Down to the last line, repeat the entries exactly and drop any image.

[Saved entries]
________________

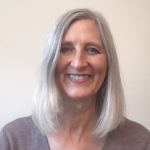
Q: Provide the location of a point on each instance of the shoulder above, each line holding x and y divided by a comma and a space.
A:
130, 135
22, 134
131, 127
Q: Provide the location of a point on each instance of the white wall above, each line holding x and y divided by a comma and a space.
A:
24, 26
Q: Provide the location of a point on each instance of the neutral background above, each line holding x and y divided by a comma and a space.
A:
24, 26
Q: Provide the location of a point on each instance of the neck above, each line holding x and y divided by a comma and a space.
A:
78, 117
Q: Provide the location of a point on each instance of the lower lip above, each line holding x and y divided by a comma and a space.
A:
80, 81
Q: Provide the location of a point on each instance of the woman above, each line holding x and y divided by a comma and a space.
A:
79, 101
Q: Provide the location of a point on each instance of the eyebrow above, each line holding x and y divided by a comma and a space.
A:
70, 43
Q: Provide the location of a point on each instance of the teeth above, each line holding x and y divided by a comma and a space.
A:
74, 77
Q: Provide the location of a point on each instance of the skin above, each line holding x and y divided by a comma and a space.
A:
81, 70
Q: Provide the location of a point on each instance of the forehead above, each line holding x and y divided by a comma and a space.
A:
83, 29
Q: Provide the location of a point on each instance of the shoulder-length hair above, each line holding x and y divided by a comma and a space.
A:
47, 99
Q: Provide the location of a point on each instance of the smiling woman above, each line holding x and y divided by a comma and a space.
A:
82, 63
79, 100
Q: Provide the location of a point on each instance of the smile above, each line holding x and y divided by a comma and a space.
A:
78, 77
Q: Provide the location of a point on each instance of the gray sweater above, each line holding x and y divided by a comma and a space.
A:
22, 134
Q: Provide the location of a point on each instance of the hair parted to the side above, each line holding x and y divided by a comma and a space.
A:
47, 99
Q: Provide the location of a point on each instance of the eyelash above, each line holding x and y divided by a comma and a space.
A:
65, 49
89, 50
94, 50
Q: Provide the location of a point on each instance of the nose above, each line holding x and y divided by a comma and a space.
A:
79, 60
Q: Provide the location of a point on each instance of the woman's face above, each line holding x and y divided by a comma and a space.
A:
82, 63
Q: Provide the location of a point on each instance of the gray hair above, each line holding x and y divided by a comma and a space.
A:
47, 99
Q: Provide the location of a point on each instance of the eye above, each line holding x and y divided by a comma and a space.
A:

________________

**ANSWER BELOW:**
Q: Provide the location of a point on each instance of the shoulder above, each line holding x and y divided by a comma and a space.
A:
130, 135
22, 134
131, 127
Q: Provide the location of a point on each instance of the white wall above, each line holding x and y divided by a comma and a space.
A:
24, 26
Q: Provide the location of a point on each instance of the neutral background above, each line holding x and y divided by a comma and a space.
A:
24, 26
Q: Provide the location of a point on each instance of the neck above, each line holding x and y divided by a comma and a space.
A:
78, 117
Q: Provide the location of a point on each instance of the lower lip above, each line holding x and y divided by a comma and a space.
A:
80, 81
Q: Provide the location of a point on each instance of the woman above, each line holding x and y divided by a comma and a space.
A:
79, 101
Q: Provide the location of a point on each instance of the eyebrow above, each line holding x and y divided by a comma and a space.
A:
70, 43
Q: Provide the location of a point on each instance of the teeth above, each line holding x and y divided by a comma and a space.
A:
74, 77
Q: Provide the location of a point on each instance of the skin above, each line holding x and y divided by a comma and a space.
A:
81, 70
Q: Provide the location of a point on each instance of the forehead above, each line holding x and y divided by a comma and a space.
A:
83, 29
Q: Provide the location of a point on each instance of the shoulder-length hair above, each line holding x and y divided by a comma and a space.
A:
47, 99
Q: Provide the location of a point on each instance of the smiling woman above, each line holding x and y divided by a comma and a space.
A:
82, 63
79, 100
Q: Provide the location of a point on each instance of the smile above, each line holding x and y divided by a comma and a space.
A:
78, 77
Q: Provide the location of a point on each instance of the gray sweater above, each line holding x and y divided by a comma and a space.
A:
22, 134
Q: Provide the location of a point on each instance of the hair parted to the side above, each line holding x and y divided by a comma and a space.
A:
47, 99
Q: Provide the location of a point on each instance of the eyelash above, each line holding x and y divided by a comma and a space.
A:
65, 49
89, 50
94, 50
Q: Provide the location of a point on each instance of the nose above, each line holding x and y divided by a comma and a space.
A:
79, 60
Q: Provide the location of a point on each instance of the woman's face above, each line holding x and y divided by a comma and a space.
A:
82, 63
Q: Provide the location of a point on each instance of the gray hair above, each line holding x and y divided by a comma and a space.
A:
47, 99
Q: Provide the location of a point on each instance of the eye above, each line holding x and y divided by a comma and a space.
A:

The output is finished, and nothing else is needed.